La manière concrète dont la planification de l’économie - qui a été proclamée à maintes reprises par Marx comme le principe de base de l’économie socialisée -doit s’articuler avec l’exercice du pouvoir par la classe ouvrière (sous le régime des « producteurs associés ») reste sujette à controverse. Les expériences multiples accumulées aux divers stades d’évolution de l’économie soviétique d’abord, de l’économie des différents pays qui ont aboli le capitalisme ensuite, présentent un kaléidoscope de solutions disparates, allant d’une extrême centralisation bureaucratique au régime yougoslave fondé sur la combinaison de l’autogestion des entreprises et de l’économie socialiste de marché.
Il faut reconnaître que la théorie elle-même ne fournit pas beaucoup d’indications. Marx a fait une brève allusion aux coopératives de production dont les associés nomment eux-mêmes les directeurs-gérants. De Leon avait une théorie vague des "syndicats d’industrie", qui organiseraient la production après la prise du pouvoir. Le parti bolchevik s’en inspira largement et confia, pendant les premières années qui suivirent Octobre, la gestion de l’économie aux organisations syndicales. Les résultats ne furent guère brillants, et on passa insensiblement d’un système de gestion mixte (directeurs + syndicats), au système de la « direction unique », qui fut officiellement proclamé par Staline en 1930.
Par ailleurs, l’idée de faire des soviets d’usine (conseils ouvriers) des organes de direction de l’économie fut défendue par plusieurs communistes de gauche au cours des premières années consécutives à la révolution d’Octobre. Elle fut largement reprise par les communistes de gauche en Europe, surtout en Allemagne et aux Pays-Bas.
La discussion actuelle sur cette question est incontestablement polarisée par les deux expériences extrêmes ; l’expérience stalinienne et l’expérience yougoslave. Des deux côtés on cherche à enfermer les variantes possibles de gestion des entreprises dans le dilemme : ou bien large autonomie des entreprises et jugement de la performance de celles-ci d’après un critère global, celui de la rentabilité financière (du profit) par le truchement du marché ; ou bien centralisation administrative des décisions stratégiques, ce qui implique l’impossibilité d’une autogestion ouvrière.

—————

§ CONSIGNE DONNÉE A:
Recopiez les enregistrements depuis la ligne qui contient « Target: wildfire » jusqu'à la fin, en remplaçant « every instance » par « each occurrence » et sans rien modifier d'autre.
§ CONSIGNE DONNÉE B:
Poursuivez le texte sur la planification et la gestion des entreprises à partir de sa dernière phrase.
Le texte et les enregistrements proviennent de sources différentes.

—————

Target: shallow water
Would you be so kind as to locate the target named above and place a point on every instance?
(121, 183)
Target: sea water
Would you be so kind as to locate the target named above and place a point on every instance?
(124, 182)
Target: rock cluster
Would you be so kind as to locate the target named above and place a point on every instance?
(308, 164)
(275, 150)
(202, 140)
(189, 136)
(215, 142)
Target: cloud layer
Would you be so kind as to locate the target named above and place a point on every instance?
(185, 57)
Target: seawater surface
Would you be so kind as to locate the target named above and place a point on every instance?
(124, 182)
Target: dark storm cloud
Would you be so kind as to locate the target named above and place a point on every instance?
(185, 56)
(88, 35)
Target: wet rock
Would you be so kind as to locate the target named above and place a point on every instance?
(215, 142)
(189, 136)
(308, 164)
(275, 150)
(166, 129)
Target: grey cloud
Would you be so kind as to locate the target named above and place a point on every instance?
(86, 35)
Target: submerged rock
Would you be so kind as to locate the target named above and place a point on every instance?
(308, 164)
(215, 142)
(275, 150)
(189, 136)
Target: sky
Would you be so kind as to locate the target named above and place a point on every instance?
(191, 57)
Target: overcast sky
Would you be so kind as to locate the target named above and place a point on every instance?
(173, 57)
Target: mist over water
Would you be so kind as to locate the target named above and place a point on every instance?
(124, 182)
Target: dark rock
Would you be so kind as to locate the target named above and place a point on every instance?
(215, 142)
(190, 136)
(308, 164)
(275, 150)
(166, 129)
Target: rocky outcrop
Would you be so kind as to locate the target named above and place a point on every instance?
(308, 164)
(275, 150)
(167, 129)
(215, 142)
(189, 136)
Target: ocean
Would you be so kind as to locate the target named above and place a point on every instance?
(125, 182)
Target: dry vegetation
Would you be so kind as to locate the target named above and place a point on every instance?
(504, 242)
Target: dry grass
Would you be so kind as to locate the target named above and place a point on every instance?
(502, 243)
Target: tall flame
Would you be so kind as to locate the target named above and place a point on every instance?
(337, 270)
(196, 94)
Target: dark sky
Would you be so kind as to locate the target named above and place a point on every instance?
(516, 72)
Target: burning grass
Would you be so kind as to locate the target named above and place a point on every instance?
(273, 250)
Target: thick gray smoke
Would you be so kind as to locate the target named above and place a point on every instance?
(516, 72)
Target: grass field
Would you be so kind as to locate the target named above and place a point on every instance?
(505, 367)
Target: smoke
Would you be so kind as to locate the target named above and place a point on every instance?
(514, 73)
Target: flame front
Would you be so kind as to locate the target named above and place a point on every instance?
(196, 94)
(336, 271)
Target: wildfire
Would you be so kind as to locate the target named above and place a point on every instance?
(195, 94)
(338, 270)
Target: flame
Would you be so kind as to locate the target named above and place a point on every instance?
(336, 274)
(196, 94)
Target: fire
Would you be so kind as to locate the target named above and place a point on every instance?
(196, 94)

—————

§ RÉPONSE RÉDIGÉE A:
Target: wildfire
Would you be so kind as to locate the target named above and place a point on each occurrence?
(195, 94)
(338, 270)
Target: flame
Would you be so kind as to locate the target named above and place a point on each occurrence?
(336, 274)
(196, 94)
Target: fire
Would you be so kind as to locate the target named above and place a point on each occurrence?
(196, 94)

§ RÉPONSE RÉDIGÉE B:
L’argument selon lequel l’autogestion implique nécessairement une forte décentralisation économique et un recours croissant à « l’économie de marché socialiste » n’est pas convaincant. Pourquoi l’autogestion ouvrière serait-elle incompatible avec une délégation démocratique de pouvoirs de décision, non pas à des instances administratives, mais à des instances représentatives de l’ensemble des travailleurs concernés (congrès national, régional, local des conseils ouvriers, demain sans doute également congrès internationaux) ? En réalité, toute une série de décisions économiques ne peuvent être prises valablement au niveau de l’entreprise individuelle.
Quand on affirme que les « autogestionnaires » sont « libres » de prendre ces décisions, on cache la moitié de la vérité ; ces décisions seront par la suite « corrigées » par le marché, et peuvent aboutir au résultat opposé à celui que les « autogestionnaires » avaient visé. Quelle est donc la différence entre une obligation économique, agissant derrière le dos des « autogestionnaires », et un décret administratif pris à leur insu ? Les deux procédés ne sont-ils pas en fait équivalents et également aliénants ? Et la véritable solution socialiste et démocratique ne consiste-t-elle pas à faire prendre ces décisions-là consciemment, par des congrès de conseils ouvriers, à tous les niveaux où elles peuvent être prises valablement (il va de soi que toute une série de ccs décisions peuvent l’être au sein d’une entreprise, et même au sein d’ateliers et de départements individuels) ?
Il n’est pas vrai non plus que la source unique ou principale de la bureaucralisation, de la toute-puissance de la bureaucratie, serait le contrôle central sur le surproduit social dont celle-ci dispose dans le cadre du système de planification bureaucratique. La source dernière de la bureaucratisation réside dans la division sociale du travail, c’est-à-dire dans le manque de connaissances, de compétences, d’initiatives, de culture et d’activité sociale de la part des travailleurs.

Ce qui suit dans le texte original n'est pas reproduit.